▶ Problem to solve: Count the lines in the entries that contain "wing". Say the number and nothing more.
.....
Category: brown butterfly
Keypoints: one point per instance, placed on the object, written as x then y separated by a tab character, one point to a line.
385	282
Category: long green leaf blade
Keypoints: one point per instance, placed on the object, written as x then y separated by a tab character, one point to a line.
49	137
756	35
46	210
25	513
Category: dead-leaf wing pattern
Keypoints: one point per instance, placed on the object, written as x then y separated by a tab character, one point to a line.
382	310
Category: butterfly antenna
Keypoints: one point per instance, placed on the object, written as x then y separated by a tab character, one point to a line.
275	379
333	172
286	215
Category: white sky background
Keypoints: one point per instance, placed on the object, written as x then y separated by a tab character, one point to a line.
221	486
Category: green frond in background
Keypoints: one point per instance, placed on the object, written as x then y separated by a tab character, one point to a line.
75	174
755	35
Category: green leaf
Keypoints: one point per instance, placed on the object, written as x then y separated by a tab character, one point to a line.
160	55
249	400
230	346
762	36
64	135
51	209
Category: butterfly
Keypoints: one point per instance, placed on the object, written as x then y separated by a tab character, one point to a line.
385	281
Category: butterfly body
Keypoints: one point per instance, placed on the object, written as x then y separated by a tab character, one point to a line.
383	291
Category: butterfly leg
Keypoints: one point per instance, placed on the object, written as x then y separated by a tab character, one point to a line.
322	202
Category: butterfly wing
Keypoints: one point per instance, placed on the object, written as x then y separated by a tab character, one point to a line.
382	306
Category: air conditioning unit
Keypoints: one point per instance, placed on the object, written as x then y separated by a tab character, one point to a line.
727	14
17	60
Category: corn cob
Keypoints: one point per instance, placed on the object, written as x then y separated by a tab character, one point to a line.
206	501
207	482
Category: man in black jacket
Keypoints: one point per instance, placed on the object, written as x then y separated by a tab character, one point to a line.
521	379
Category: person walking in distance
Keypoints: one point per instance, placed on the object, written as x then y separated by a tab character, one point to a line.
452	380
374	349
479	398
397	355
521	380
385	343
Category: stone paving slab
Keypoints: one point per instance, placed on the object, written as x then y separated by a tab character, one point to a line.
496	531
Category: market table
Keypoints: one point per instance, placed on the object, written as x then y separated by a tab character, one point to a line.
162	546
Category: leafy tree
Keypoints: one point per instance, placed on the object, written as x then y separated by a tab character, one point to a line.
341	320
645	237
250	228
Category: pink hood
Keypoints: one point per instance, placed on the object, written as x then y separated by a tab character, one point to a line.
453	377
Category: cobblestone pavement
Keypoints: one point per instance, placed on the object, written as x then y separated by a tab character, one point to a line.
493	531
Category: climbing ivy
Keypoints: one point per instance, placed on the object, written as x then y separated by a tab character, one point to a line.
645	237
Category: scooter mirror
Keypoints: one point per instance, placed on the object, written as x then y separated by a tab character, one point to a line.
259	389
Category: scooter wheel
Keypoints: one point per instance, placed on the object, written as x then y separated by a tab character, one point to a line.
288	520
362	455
.....
▶ Worked solution: 2